■ ASSIGNED TASK ■
Restate the records so that not a single word differs.

■ RECORD EXTRACTS ■
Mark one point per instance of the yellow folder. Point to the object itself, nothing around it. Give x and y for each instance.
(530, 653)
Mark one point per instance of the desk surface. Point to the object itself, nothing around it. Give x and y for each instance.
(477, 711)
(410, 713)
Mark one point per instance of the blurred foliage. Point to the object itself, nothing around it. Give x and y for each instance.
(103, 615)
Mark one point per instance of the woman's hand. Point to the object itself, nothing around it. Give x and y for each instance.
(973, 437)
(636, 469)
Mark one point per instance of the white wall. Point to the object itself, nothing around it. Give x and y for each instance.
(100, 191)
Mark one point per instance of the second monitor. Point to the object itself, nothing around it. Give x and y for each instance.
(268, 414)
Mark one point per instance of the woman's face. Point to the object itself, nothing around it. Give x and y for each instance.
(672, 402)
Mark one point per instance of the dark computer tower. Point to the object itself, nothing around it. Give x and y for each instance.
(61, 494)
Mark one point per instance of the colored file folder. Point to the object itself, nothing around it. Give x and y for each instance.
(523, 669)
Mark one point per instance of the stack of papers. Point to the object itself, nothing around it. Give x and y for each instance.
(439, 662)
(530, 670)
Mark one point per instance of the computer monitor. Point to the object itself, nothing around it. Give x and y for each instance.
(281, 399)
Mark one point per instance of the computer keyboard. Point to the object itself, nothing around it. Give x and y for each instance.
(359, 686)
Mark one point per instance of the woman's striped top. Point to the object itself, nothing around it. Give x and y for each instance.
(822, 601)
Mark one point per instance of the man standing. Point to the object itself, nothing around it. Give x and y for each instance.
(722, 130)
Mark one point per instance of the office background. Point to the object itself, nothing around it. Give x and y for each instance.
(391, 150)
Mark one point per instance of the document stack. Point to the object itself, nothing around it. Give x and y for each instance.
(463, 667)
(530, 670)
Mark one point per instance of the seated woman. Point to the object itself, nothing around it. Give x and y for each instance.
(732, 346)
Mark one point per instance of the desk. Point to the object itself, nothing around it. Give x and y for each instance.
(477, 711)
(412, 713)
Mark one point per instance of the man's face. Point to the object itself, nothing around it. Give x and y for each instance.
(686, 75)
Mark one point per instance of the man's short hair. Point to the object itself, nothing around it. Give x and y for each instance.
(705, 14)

■ TASK SOLUTION ■
Mark one point per instance of the yellow folder. Point to the object itself, nothing around it. Give x and y for each instance.
(530, 653)
Mark one point per instance of the desk surface. Point to the object itself, nothing around it. Give x and y for each instance.
(477, 711)
(410, 713)
Mark one point per instance of the blurred foliage. Point to the object itself, nothing around it. Give x and y for each instance.
(103, 615)
Mark one point per instance of the woman's hand. Point to the object itself, nothing around it. Give x and y for each instance.
(973, 437)
(636, 469)
Mark one point per instance of the white wall. Point to the object itself, nothing around it. Give x and y for each instance.
(100, 191)
Mark one point per instance of the second monitor. Point to the object itself, nothing around it. Give x and y for each instance.
(268, 414)
Mark one point per instance of the woman's face. Point to the object itself, nothing around it. Give x and y for each instance.
(672, 402)
Mark one point per instance of the dark computer tower. Point to the object itself, nothing around it. Give x and y for each instance.
(61, 494)
Mark one point per instance of the colored file folder. Point to the object itself, nothing around it. Give x and y for each instance.
(523, 669)
Mark one point per instance of the stack of papers. Point to the object itself, nothing around it. Give x and y for each instance.
(439, 662)
(530, 670)
Mark one point per instance of the computer monitor. Point to the object itself, nothing around it. Give x and y for each instance.
(281, 399)
Mark one point per instance of the computer keyboard. Point to the object itself, nothing around it. Give x and y for each instance.
(359, 686)
Mark one point per instance of the woman's striped top. Point to the object itself, nothing around it. Give x and y for each instance.
(822, 601)
Mark one point per instance of the man standing. Point to the object itself, nothing around it. Give x and y for each instance.
(722, 130)
Mark one point per instance of the office background. Point to the object itself, nothing around it. Give x and y for each instance.
(391, 150)
Mark one point per instance of the document stack. Point to the object itself, nothing around it. Give x and y for each instance.
(463, 667)
(530, 670)
Mark one point per instance of the seated woman. Point to the object itself, nothing around it. Give x and y for each instance.
(732, 346)
Mark one point per instance of the desk. Point to the object itself, nothing around it. Give x and y for each instance.
(477, 711)
(412, 713)
Mark one point per instance of the man's face. Point to the object itself, nothing around it. Give x and y for each instance.
(686, 75)
Mark one point per instance of the man's short hair. Point to the object itself, nothing around it. Give x and y for each instance.
(705, 14)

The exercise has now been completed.